Turn the lines below into a numbered list, skipping any blank lines and leaving out the pictures.

▶ GIVEN INFORMATION:
:::::

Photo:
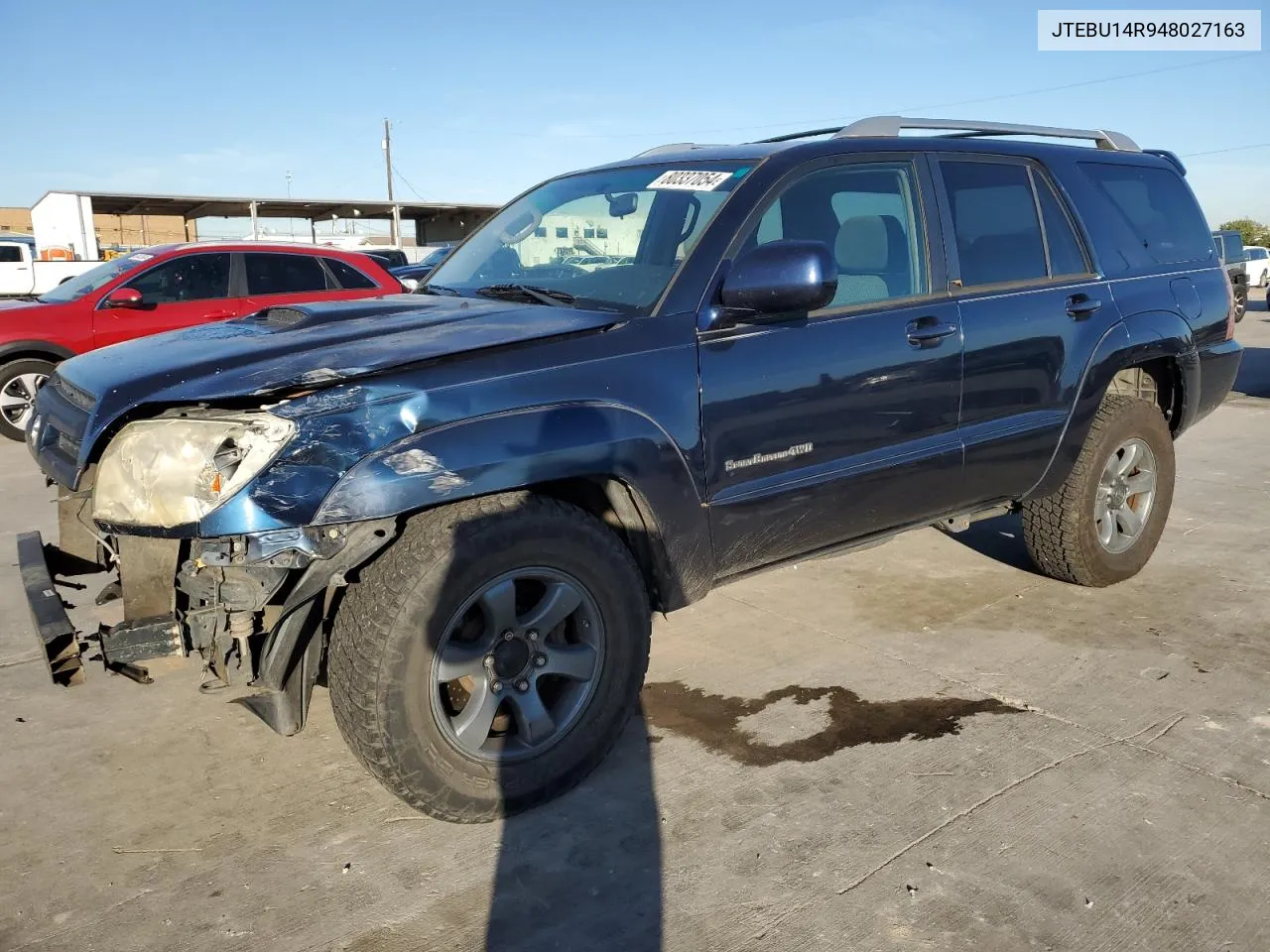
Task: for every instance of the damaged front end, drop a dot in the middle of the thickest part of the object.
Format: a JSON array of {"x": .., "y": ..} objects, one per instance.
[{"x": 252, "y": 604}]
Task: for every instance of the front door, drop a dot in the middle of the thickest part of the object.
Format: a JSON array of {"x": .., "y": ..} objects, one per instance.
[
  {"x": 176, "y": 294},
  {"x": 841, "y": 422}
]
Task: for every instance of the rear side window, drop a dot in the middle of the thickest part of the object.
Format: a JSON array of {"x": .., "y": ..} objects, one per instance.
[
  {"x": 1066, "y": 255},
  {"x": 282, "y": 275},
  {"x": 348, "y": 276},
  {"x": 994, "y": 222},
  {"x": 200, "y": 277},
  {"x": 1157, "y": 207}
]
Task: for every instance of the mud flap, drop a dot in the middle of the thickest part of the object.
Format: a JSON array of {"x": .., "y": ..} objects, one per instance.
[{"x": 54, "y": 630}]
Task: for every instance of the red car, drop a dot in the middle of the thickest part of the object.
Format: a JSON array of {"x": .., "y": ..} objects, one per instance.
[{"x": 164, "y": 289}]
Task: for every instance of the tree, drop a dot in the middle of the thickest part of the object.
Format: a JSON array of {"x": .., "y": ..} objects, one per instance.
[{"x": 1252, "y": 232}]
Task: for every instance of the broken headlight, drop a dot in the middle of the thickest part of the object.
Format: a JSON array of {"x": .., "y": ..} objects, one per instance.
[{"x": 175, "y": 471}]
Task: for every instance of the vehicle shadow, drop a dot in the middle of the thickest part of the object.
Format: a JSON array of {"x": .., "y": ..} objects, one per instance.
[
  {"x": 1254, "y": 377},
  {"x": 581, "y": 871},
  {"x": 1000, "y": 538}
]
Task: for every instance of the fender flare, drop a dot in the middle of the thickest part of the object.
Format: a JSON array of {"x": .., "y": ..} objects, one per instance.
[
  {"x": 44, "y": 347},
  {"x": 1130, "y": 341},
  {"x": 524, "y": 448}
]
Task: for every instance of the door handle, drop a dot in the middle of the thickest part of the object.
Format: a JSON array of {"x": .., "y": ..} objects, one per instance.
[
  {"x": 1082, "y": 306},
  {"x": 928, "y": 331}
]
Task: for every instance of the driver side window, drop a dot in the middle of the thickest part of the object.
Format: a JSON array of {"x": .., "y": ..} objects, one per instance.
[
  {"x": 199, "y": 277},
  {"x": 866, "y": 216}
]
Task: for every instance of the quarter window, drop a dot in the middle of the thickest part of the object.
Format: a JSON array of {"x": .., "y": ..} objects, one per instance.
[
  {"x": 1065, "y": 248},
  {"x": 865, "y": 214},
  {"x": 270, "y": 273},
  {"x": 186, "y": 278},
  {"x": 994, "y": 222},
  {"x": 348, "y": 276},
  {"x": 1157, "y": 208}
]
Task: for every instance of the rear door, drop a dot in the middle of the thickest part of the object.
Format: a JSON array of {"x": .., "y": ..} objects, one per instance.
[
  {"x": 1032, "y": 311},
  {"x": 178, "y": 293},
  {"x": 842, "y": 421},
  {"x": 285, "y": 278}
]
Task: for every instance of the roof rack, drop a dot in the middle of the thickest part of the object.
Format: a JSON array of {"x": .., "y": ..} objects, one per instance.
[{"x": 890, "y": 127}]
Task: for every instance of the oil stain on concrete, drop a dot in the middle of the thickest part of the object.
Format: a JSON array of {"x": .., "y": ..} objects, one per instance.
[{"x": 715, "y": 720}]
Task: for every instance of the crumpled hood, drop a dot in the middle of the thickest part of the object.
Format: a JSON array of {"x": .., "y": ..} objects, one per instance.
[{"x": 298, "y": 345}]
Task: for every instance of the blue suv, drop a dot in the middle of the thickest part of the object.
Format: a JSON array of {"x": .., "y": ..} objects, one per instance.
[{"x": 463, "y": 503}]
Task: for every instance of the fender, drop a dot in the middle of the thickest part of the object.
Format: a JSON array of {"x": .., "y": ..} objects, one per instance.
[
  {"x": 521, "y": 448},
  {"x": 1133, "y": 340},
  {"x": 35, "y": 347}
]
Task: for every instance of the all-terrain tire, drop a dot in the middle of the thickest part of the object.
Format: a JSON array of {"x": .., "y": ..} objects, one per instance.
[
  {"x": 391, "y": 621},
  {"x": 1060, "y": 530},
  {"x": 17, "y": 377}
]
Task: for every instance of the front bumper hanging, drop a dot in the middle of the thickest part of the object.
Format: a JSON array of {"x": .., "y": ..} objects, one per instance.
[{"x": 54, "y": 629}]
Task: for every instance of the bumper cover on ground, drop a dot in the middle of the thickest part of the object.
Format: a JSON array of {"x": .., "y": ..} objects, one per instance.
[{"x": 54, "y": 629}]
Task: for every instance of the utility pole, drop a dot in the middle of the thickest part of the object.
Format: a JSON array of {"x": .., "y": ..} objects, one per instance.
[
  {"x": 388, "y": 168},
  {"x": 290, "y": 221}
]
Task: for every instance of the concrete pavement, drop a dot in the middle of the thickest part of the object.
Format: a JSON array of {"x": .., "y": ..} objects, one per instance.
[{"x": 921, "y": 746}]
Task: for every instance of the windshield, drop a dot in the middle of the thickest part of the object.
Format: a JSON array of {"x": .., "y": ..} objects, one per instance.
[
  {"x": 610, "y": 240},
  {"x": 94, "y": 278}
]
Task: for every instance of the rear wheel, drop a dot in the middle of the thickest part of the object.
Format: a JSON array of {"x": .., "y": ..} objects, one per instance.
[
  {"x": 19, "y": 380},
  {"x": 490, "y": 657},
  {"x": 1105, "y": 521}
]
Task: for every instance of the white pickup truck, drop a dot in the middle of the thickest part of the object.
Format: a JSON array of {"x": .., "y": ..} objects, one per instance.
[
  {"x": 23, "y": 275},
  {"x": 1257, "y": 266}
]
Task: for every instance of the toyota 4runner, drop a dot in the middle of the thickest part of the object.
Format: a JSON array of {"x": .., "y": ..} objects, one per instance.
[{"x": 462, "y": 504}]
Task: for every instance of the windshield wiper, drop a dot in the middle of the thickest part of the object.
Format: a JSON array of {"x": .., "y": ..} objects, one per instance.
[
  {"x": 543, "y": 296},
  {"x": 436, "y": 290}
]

:::::

▶ EXERCISE OUTPUT:
1. Photo:
2. Task: for every instance of the damaged front end, drop a dot in the middle of the thickest part of the object.
3. Format: a JSON array of {"x": .., "y": ..} objects, one per instance.
4. [{"x": 252, "y": 604}]
5. Task: for every instance of the front door, drop a dot in the middle of the thickest part of the object.
6. Format: a JSON array of {"x": .., "y": ..} objects, one per instance.
7. [
8.   {"x": 176, "y": 294},
9.   {"x": 841, "y": 422}
10. ]
11. Task: for every instance of the rear side window, drop a dot in the middle of the thickest part of the object.
12. Format: a JSON array of {"x": .., "y": ..} objects, one per instance.
13. [
14.   {"x": 1066, "y": 255},
15.   {"x": 282, "y": 275},
16.   {"x": 348, "y": 276},
17.   {"x": 994, "y": 222},
18.   {"x": 200, "y": 277},
19.   {"x": 1157, "y": 207}
20. ]
21. Task: for every instance of the mud flap, drop a dot in the middle of the thickest part of the object.
22. Format: a JSON array of {"x": .., "y": ..} objects, one per instance.
23. [{"x": 54, "y": 630}]
24. Task: for every instance of the red car, drop a dot in the middle of the thickest part of the object.
25. Format: a JSON array of {"x": .., "y": ..} objects, one per instance.
26. [{"x": 164, "y": 289}]
27. Task: for every instance of the tree, drop a dot in the middle of the thickest part of the object.
28. Format: a JSON array of {"x": .., "y": ..} objects, one per instance.
29. [{"x": 1252, "y": 232}]
30. Task: for every instance of the broken headlight, drop a dot in the middle of the thickest part of the object.
31. Format: a JSON array of {"x": .., "y": ..} objects, one per instance.
32. [{"x": 175, "y": 471}]
33. Task: for every instance of the vehicle shadow, drop a dot in the middle of the thickest part of the object.
34. Format: a JSON array of {"x": .., "y": ..} objects, one per instance.
35. [
36.   {"x": 1254, "y": 377},
37.   {"x": 581, "y": 871},
38.   {"x": 1000, "y": 538}
39. ]
40. Task: for every instance of the fender flare, drop a dot in the middle of the thickest part of the object.
41. Format: a JSON array of {"x": .., "y": ..} objects, one per instance.
42. [
43.   {"x": 44, "y": 347},
44.   {"x": 1130, "y": 341},
45.   {"x": 524, "y": 448}
46. ]
47. Task: for every instance of the door handle, drop a dot in the middle of the thickest part of the object.
48. Format: a JSON array of {"x": .., "y": ..} objects, one per instance.
49. [
50.   {"x": 1082, "y": 306},
51.   {"x": 928, "y": 331}
52. ]
53. Task: for every instance of the driver side window, drop a dot in the middle of the thickest part of the object.
54. Format: a JSON array of {"x": .., "y": ..} objects, one per instance.
55. [
56.   {"x": 199, "y": 277},
57.   {"x": 866, "y": 216}
58. ]
59. Task: for every instance of the quarter window, drop a dot in the middle of the thickest part of the object.
60. Format: a JSON array of {"x": .., "y": ..} objects, one per instance.
61. [
62.   {"x": 1065, "y": 248},
63.   {"x": 865, "y": 214},
64.   {"x": 270, "y": 273},
65.   {"x": 186, "y": 278},
66.   {"x": 994, "y": 222},
67.   {"x": 348, "y": 276},
68.   {"x": 1157, "y": 208}
69. ]
70. Task: for every instance of the rear door, drop a dot in the middle of the thickest part of the object.
71. Format: a JSON array of {"x": .., "y": ..} objects, one per instance.
72. [
73.   {"x": 1032, "y": 311},
74.   {"x": 178, "y": 293},
75.   {"x": 842, "y": 421},
76.   {"x": 285, "y": 278}
77. ]
78. Task: for every instance of the roof rack, drop a dot in the middle of the thickest part of the object.
79. Format: a JSON array of {"x": .., "y": ..} objects, one per instance.
80. [{"x": 890, "y": 127}]
81. Task: for every instance of the oil stain on concrete, drop a dot in the middle of the thickest part of the object.
82. Format: a JSON array of {"x": .., "y": ..} objects, one per instance.
83. [{"x": 715, "y": 720}]
84. Task: for every instance of the crumpled hood, drop a dot in the middle of the thickest part of the object.
85. Format: a JSON array of {"x": .., "y": ..} objects, one per instance.
86. [{"x": 298, "y": 345}]
87. Task: for every instance of the blue suv, drop a dot in the middle of the thickest part of the object.
88. Format: a JSON array of {"x": .., "y": ..} objects, one per instance.
89. [{"x": 463, "y": 503}]
90. Task: for every instance of the fender, drop a dot in the middle of the thickest part of the object.
91. Format: a JSON array of {"x": .., "y": ..} objects, one per instance.
92. [
93.   {"x": 521, "y": 448},
94.   {"x": 1133, "y": 340},
95.   {"x": 35, "y": 347}
96. ]
97. Task: for every instance of the all-terrain tire, drop a dot in the middle of the thickest part of the object.
98. Format: a JSON array of {"x": .., "y": ..} objects, one per instance.
99. [
100.   {"x": 391, "y": 621},
101.   {"x": 1060, "y": 530},
102.   {"x": 17, "y": 377}
103. ]
104. Task: for every instance of the front bumper hanging, drop a dot in the middle of the thickest part of the object.
105. Format: a JSON array of {"x": .., "y": ..} objects, one per instance.
106. [{"x": 54, "y": 629}]
107. Task: for every instance of the bumper cover on ground, drop a dot in the middle of the thickest part of the object.
108. Format: a JSON array of {"x": .., "y": ..} objects, one per instance.
109. [{"x": 54, "y": 629}]
110. Task: for every instance of the utility pole, drop a dot in the middle of the thickest part of the object.
111. Format: a JSON array of {"x": .., "y": ..} objects, one per instance.
112. [
113.   {"x": 388, "y": 168},
114.   {"x": 290, "y": 221}
115. ]
116. Task: for every instance of the concrete pavement, drop a dot in the middle of the thickest part of the object.
117. Format: a JSON array of {"x": .., "y": ..} objects, one per instance.
118. [{"x": 921, "y": 746}]
119. Task: for every instance of the windshield, drop a dot in the middle of the thickest part of the object.
120. Format: a JSON array of {"x": .., "y": ..} objects, one per instance.
121. [
122.   {"x": 610, "y": 240},
123.   {"x": 94, "y": 278}
124. ]
125. Task: for every instance of the rear wheel, drop a dot in the middle of the thickest part of the object.
126. Format: a JSON array of {"x": .., "y": ..} objects, one per instance.
127. [
128.   {"x": 19, "y": 380},
129.   {"x": 490, "y": 657},
130.   {"x": 1105, "y": 521}
131. ]
132. Task: for every instance of the white pickup truck, drop a dot in the middle of the thickest part of the object.
133. Format: a JSON array of {"x": .., "y": ..} objects, one per instance.
134. [
135.   {"x": 23, "y": 275},
136.   {"x": 1257, "y": 266}
137. ]
138. Task: for every instance of the toyota 4runner, drop a dot in the middle of the thickest part of the object.
139. Format: a JSON array of {"x": .., "y": ..} objects, one per instance.
140. [{"x": 462, "y": 504}]
141. Task: for every instance of the windshield wiper, drop a dot in the middle of the thickest part of the object.
142. Format: a JSON array of {"x": .., "y": ..} objects, one per instance.
143. [
144.   {"x": 543, "y": 296},
145.   {"x": 436, "y": 290}
146. ]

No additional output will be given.